START DATA LISTING

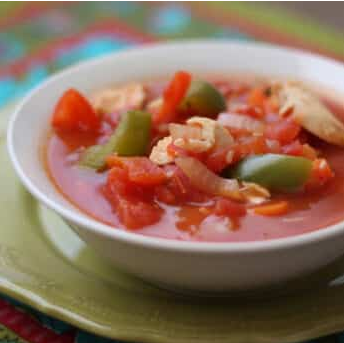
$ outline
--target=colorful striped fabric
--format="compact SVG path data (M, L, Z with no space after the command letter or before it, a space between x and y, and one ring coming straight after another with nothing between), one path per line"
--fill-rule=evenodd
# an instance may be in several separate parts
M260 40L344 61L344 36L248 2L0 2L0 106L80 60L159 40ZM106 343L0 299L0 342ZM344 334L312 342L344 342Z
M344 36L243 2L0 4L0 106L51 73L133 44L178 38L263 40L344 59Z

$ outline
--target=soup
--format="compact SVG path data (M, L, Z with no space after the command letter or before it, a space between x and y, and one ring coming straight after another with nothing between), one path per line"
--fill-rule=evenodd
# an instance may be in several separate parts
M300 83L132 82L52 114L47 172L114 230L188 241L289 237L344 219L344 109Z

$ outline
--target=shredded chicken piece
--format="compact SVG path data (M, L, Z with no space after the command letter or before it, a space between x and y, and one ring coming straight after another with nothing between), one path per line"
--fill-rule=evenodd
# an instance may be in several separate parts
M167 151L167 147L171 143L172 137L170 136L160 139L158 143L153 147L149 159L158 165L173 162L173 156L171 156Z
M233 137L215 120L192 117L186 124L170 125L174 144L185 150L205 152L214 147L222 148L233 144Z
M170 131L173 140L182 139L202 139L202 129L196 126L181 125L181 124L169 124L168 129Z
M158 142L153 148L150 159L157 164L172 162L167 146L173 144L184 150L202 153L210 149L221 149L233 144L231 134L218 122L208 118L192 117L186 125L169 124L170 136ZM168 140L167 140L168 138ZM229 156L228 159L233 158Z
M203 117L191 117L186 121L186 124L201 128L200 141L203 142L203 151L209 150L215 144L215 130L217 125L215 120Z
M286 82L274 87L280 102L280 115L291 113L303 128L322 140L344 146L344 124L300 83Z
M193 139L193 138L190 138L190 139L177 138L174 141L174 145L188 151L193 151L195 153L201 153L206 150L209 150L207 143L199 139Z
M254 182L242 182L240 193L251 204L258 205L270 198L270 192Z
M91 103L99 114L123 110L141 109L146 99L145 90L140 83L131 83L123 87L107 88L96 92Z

END DATA LISTING

WHAT YOU SHOULD DO:
Should a record include a picture, drop the picture and write out the remainder exactly.

TASK ANSWER:
$ outline
--target=colorful striped fabric
--format="compact SVG path data (M, L, Z with no space after the command letter or before it, a space between x and y, and one ring coming straight after another with nothing between), one path per line"
--fill-rule=evenodd
# an instance may be in several separate parts
M260 40L344 61L344 36L248 2L0 2L0 106L80 60L159 40ZM106 343L0 299L0 342ZM344 334L312 342L344 342Z
M344 36L243 2L0 4L0 106L51 73L133 44L178 38L263 40L344 59Z

$ outline
--target=soup
--format="compact SVG path data (M, L, Z with no space after the command letter or before it, a space between x and y, and one ring coming straight after another with nothing between), one path per line"
--fill-rule=evenodd
# an instance may be in several separate parts
M300 83L132 82L52 114L47 172L114 230L188 241L289 237L344 219L344 109Z

$ outline
--target=shredded chicken piece
--format="compact SVG path data (M, L, Z with no space after the command letter or before it, a space between x and y, and one ring coming straight after another with nothing between), one path per line"
--fill-rule=evenodd
# an instance may be in several separate parts
M167 151L167 147L171 143L172 137L170 136L160 139L158 143L153 147L149 159L158 165L173 162L173 156L171 156Z
M233 137L215 120L192 117L186 124L170 125L174 144L185 150L205 152L214 147L222 148L233 144Z
M170 131L173 140L182 139L202 139L202 129L196 126L181 125L181 124L169 124L168 129Z
M158 142L153 148L150 159L157 164L172 162L167 146L173 144L184 150L202 153L210 149L221 149L233 144L231 134L218 122L208 118L192 117L186 125L169 124L170 136ZM168 140L167 140L168 138ZM229 156L228 159L233 158Z
M203 117L191 117L186 121L186 124L201 128L200 141L203 142L203 151L209 150L215 144L215 130L217 125L215 120Z
M286 82L274 87L280 102L280 115L291 113L303 128L322 140L344 146L344 124L300 83Z
M193 139L193 138L190 138L190 139L177 138L174 141L174 145L188 151L193 151L195 153L201 153L206 150L209 150L207 143L199 139Z
M254 182L242 182L240 193L251 204L258 205L270 198L270 192Z
M91 103L99 114L123 110L141 109L146 99L145 90L140 83L131 83L123 87L107 88L96 92Z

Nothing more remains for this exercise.